** START OF Selected passage **

Erwin Schrödinger, famous to all scientifically minded folk for his cat, makes this very point here –

 

The plurality that we perceive is only an appearance; it is not real. Vedantic philosophy… has sought to clarify it by a number of analogies, one of the most attractive being the many-faceted crystal which, while showing hundreds of little pictures of what is in reality a single existent object, does not really multiply that object…

 

 

This is an example of Western physics and Eastern metaphysics coming together; what we have here are two different ways to arrive at the same point – the point at which we can see the appearance of multiplicity in the world is due entirely to ‘unavailable information’ (or we might also say, ‘ignorance’). Just as long as we fail to see through the veil of appearances – and remain in the state of thrall to the ‘multiplicity of things’ – then no matter what we say it is only our ignorance speaking. We are ‘in thrall to the shadows’, just like Plato’s prisoners in the cave, and this means that ‘the light’ has now become our enemy.

** END OF Selected passage **
** START OF Supplied material **

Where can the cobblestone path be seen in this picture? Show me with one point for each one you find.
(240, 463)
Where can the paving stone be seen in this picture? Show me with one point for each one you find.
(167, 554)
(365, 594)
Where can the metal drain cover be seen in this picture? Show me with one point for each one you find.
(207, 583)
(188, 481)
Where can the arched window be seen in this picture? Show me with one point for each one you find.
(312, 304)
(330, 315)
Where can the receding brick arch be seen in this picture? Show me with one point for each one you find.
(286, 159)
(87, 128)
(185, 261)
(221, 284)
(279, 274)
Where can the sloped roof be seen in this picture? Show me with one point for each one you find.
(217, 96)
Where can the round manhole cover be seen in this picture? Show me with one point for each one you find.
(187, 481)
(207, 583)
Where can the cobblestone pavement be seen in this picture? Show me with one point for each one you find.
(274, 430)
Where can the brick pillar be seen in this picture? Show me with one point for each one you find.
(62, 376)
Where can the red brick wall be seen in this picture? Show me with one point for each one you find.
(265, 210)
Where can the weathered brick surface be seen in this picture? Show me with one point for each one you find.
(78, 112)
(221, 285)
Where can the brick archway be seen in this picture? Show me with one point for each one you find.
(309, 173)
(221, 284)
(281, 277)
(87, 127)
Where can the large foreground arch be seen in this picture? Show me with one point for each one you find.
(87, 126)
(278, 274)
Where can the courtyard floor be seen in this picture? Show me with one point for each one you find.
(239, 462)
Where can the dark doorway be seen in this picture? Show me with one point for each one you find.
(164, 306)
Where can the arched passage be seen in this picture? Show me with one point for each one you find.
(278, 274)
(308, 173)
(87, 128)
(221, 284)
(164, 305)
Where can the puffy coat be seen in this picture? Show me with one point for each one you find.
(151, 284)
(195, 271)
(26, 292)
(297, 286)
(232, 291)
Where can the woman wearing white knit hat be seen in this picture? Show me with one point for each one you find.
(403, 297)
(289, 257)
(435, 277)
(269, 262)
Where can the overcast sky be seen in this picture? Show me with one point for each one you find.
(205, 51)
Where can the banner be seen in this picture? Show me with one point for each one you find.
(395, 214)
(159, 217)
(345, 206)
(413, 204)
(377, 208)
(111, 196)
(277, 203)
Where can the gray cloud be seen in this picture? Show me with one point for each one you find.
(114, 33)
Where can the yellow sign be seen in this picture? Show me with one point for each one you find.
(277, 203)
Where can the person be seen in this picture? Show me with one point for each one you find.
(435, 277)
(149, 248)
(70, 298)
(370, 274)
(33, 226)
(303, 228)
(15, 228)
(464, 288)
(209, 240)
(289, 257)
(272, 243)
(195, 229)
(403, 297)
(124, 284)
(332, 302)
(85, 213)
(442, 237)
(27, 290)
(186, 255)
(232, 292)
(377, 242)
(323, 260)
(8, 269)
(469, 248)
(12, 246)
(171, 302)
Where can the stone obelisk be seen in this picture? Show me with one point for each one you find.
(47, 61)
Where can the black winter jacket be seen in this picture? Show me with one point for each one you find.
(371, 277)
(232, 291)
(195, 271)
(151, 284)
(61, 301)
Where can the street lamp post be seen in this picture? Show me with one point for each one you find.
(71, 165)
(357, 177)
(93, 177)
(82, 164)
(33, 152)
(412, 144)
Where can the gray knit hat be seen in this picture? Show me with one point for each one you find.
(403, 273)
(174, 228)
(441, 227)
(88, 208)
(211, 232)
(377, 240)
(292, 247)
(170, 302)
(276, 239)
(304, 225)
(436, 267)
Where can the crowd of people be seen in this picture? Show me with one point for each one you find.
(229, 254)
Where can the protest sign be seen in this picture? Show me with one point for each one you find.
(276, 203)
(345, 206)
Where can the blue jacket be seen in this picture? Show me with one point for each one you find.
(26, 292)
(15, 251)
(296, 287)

** END OF Supplied material **

* _Short problem 1_: Name each phrase that the Schrödinger passage encloses in single quotation marks.
* _Short problem 2_: Please duplicate the Schrödinger passage, everything from "This is an example" down to "become our enemy.".

* _Right answer 1_:
- ‘unavailable information’
- ‘ignorance’
- ‘multiplicity of things’
- ‘in thrall to the shadows’
- ‘the light’

* _Right answer 2_:
This is an example of Western physics and Eastern metaphysics coming together; what we have here are two different ways to arrive at the same point – the point at which we can see the appearance of multiplicity in the world is due entirely to ‘unavailable information’ (or we might also say, ‘ignorance’). Just as long as we fail to see through the veil of appearances – and remain in the state of thrall to the ‘multiplicity of things’ – then no matter what we say it is only our ignorance speaking. We are ‘in thrall to the shadows’, just like Plato’s prisoners in the cave, and this means that ‘the light’ has now become our enemy.